Dans l'article ci-dessous sur le livre d'Henri Tincq, recopiez à l'identique tout le passage qui va de « Dans son nouveau » jusqu'à « journaliste, pour Anuncioblog. ».

■ DOCUMENT
---

Henri Tincq et la nouvelle évangélisation

Dans son nouveau livre, « Les catholiques » (*), Henri Tincq fait fi de la nouvelle évangélisation et de ce qu’elle représente en France à travers ses nombreux mouvements, leurs charismes propres et leur dynamisme, sans aller au-delà du cliché sociologique qui voudrait qu’elle soit seulement une mouvance particulière de l’Eglise. Un article de François Gondrand, journaliste, pour Anuncioblog.

L’auteur, spécialiste des questions religieuses au ‘Monde’, prétend présenter au grand public non pas l’Eglise catholique, mais « ses fidèles dans leur variété sociologique, d’engagement et géographique, et traiter aussi « de la confirmation ou de la rectification de quelques idées reçues. »

Il ne s’agit donc pas pour lui de faire oeuvre d’apologétique, ni d’informer en priorité les catholiques, mais plutôt de fournir à des personnes qui ne le sont pas des éléments d’information et d’appréciation qui leur font défaut, soit par ignorance, soit par préjugé.

La composition et le style de l’ouvrage obéissent aux lois de la grande vulgarisation. Les panoramas historiques sont survolés, les analyses rapides. En bon journaliste, l’auteur prend la peine d’expliquer chaque rite, institution ou terme qui risque de ne pas être bien compris.

Le plan est original par rapport à ce qu’on a pu lire auparavant sur le même sujet : « Ville » (Rome, la papauté) ; « Mémoire » (survol de l’histoire de l’Eglise, avec « ses pages d’ombre et de lumière ») ; « Pouvoir » (le gouvernement de l’Eglise) ; « Doctrine » (les dogmes) ; « Morale » ; « Rituel » ; « Tribus » (typologie des catholiques) : « Géographie » (évolution de la répartition des catholiques dans le monde) « .

---

■ DONNÉES FOURNIES
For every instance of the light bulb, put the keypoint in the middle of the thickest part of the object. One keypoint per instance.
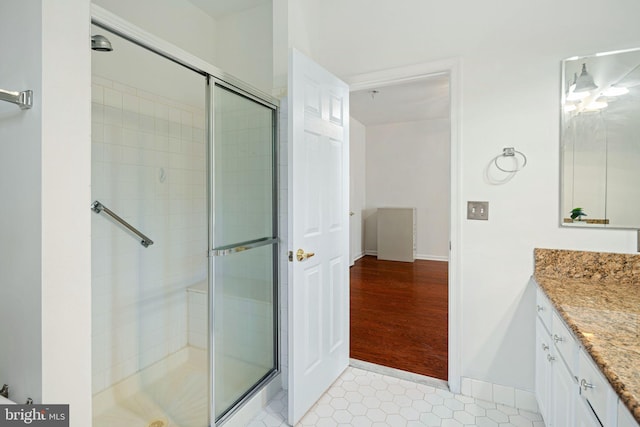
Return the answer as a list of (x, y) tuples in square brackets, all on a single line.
[(615, 91)]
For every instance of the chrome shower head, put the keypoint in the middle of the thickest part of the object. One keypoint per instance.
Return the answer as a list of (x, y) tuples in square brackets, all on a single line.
[(101, 43)]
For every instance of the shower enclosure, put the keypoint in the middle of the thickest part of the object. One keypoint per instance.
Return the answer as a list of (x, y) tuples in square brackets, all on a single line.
[(184, 240)]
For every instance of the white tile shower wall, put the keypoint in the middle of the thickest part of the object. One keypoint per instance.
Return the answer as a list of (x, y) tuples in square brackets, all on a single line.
[(148, 166), (198, 316)]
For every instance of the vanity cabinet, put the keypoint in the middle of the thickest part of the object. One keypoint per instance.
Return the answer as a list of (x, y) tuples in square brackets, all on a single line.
[(570, 389), (556, 383), (625, 419)]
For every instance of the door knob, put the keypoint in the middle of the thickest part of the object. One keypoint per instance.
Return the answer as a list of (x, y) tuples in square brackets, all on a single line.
[(302, 255)]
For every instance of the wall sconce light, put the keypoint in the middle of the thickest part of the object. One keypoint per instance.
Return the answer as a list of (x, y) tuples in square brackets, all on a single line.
[(615, 91), (584, 83)]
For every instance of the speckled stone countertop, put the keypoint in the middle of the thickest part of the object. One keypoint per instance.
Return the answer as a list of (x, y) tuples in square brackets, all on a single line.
[(598, 295)]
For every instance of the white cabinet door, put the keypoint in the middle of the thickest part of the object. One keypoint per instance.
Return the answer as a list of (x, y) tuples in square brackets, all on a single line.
[(543, 369), (584, 417), (564, 393)]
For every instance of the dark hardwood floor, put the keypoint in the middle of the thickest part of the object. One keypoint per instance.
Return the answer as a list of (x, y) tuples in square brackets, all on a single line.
[(399, 314)]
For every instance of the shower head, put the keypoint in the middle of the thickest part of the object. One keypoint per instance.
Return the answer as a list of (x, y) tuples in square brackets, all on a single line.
[(101, 43)]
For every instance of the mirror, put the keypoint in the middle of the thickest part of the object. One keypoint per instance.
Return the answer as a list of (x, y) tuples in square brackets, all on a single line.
[(600, 141)]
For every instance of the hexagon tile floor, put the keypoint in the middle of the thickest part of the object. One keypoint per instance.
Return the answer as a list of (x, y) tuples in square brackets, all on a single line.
[(362, 398)]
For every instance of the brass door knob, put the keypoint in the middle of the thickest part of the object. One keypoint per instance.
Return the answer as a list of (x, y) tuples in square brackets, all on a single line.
[(302, 255)]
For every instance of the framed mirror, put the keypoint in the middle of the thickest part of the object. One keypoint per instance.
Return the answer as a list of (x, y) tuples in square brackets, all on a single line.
[(600, 140)]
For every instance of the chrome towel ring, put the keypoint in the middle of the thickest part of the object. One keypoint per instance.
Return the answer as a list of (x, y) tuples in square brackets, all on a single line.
[(511, 152)]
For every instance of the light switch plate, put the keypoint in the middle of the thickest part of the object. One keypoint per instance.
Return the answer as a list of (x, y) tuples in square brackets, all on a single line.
[(478, 210)]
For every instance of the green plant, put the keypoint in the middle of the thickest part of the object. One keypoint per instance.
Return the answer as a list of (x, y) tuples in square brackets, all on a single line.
[(577, 213)]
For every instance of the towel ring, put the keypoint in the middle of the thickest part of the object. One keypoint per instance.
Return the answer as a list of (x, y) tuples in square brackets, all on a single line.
[(510, 152)]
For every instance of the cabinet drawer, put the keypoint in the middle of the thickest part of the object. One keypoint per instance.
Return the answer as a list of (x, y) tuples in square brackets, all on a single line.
[(565, 342), (595, 389), (543, 307)]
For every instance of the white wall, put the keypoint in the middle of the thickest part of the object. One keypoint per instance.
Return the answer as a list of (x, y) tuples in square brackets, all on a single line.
[(357, 185), (501, 44), (408, 166), (177, 21), (45, 228), (244, 46), (21, 192)]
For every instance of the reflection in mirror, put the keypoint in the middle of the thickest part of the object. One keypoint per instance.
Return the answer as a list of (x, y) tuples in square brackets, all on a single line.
[(600, 140)]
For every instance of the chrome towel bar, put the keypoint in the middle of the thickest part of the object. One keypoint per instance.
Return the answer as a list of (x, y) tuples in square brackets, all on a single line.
[(23, 99), (98, 207)]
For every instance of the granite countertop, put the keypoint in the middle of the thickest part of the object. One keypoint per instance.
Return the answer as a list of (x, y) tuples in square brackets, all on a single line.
[(598, 295)]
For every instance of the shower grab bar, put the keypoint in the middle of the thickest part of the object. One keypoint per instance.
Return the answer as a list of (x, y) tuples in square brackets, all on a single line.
[(244, 246), (23, 99), (98, 207)]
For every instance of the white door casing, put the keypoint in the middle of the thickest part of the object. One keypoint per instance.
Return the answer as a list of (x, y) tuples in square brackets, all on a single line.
[(319, 225)]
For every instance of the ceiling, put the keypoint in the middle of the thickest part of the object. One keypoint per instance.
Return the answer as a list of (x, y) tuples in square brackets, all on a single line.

---

■ BONNE RÉPONSE
Dans son nouveau livre, « Les catholiques » (*), Henri Tincq fait fi de la nouvelle évangélisation et de ce qu’elle représente en France à travers ses nombreux mouvements, leurs charismes propres et leur dynamisme, sans aller au-delà du cliché sociologique qui voudrait qu’elle soit seulement une mouvance particulière de l’Eglise. Un article de François Gondrand, journaliste, pour Anuncioblog.